In the records below, which lines include "target"? Copy them.

== DATASET RECORDS ==
━━━━

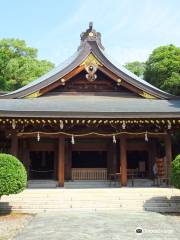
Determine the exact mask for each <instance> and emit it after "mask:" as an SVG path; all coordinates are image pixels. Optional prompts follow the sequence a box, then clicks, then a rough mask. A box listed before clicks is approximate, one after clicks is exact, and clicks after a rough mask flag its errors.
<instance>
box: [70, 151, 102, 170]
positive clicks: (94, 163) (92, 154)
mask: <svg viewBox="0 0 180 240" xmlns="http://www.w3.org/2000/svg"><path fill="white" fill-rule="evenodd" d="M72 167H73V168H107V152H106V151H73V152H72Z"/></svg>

━━━━

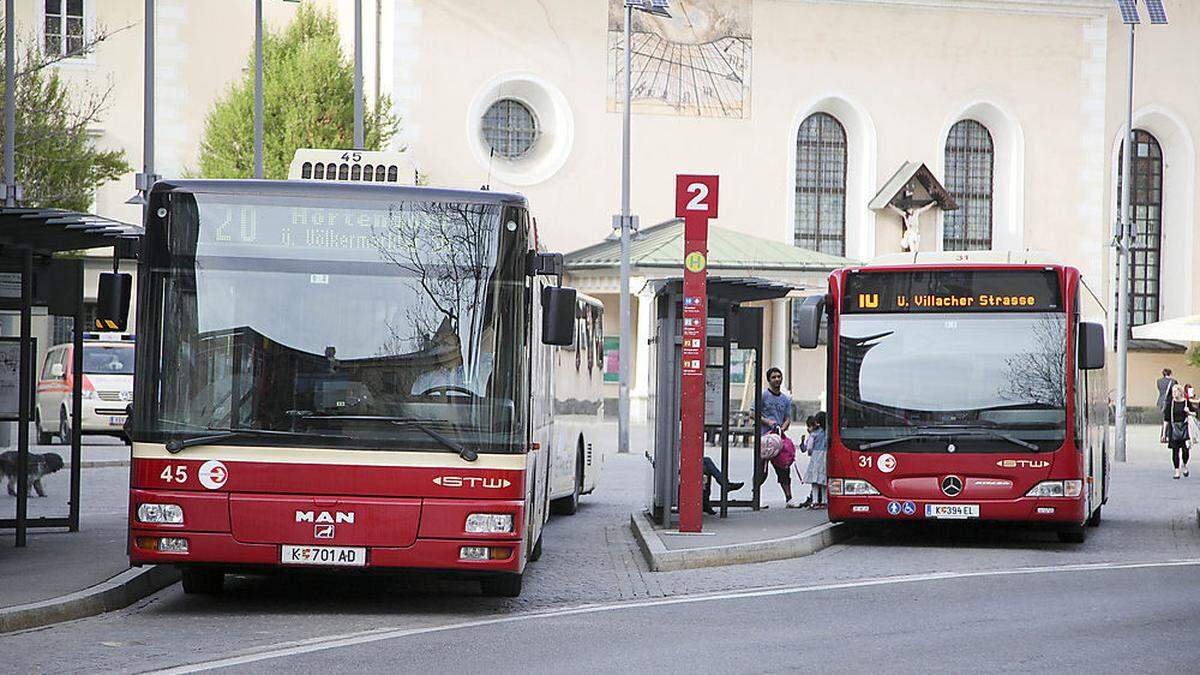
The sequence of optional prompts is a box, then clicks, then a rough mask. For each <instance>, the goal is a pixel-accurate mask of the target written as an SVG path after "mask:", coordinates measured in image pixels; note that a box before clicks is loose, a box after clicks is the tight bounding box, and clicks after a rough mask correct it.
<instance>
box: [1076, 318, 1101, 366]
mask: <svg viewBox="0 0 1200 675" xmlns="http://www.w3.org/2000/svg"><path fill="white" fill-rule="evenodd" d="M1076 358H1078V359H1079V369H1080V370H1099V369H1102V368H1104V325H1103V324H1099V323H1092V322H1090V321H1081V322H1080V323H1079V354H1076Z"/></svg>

━━━━

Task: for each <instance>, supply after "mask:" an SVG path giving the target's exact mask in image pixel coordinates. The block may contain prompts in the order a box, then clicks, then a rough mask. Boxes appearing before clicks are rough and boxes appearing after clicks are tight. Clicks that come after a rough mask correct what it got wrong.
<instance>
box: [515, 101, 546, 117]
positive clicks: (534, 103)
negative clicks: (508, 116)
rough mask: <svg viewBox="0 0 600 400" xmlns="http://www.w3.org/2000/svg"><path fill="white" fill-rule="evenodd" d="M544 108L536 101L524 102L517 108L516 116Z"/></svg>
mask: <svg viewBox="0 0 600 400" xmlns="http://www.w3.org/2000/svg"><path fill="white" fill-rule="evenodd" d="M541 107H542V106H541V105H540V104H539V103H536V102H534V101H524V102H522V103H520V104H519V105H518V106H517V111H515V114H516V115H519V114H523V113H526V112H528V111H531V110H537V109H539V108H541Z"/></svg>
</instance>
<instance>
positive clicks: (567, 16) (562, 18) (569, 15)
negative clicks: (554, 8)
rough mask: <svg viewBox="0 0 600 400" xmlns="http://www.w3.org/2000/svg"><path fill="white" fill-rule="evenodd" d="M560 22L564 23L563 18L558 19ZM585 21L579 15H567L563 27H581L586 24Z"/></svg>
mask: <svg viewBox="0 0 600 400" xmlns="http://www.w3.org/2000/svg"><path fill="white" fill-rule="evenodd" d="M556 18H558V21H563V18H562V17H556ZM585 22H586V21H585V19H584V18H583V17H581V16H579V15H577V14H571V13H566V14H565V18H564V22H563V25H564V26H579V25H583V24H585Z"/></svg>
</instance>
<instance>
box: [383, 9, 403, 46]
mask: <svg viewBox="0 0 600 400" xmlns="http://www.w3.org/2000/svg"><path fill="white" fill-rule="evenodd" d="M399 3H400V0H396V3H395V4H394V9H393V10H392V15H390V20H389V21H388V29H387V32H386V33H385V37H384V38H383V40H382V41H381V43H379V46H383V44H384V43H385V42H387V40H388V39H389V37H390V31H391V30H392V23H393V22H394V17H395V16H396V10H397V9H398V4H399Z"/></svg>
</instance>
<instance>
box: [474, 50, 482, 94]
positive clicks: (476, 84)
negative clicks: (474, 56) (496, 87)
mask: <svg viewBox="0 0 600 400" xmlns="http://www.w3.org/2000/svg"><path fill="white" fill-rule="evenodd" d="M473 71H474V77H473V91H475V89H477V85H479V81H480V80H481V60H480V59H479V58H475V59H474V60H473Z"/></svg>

━━━━

== RESULT FOR THIS EXERCISE ==
The sequence of optional prompts is a box, then clicks, then a rough mask. For each <instance>, the goal is a pixel-accurate mask of the target written as an SVG path after "mask:", coordinates measured in image pixels; note that a box before clicks is loose, a box after clicks is the tight bounding box, and clicks after a rough mask correct it.
Task: for each <instance>, supply after "mask:" an SVG path giving the target's exact mask in image pixel coordinates. The block may contain prompts in the order a box, then clicks, then a rough mask. Boxes appearing before clicks are rough and boxes appearing after clicks are tight. Clicks that come after a rough mask correct what it got wrong.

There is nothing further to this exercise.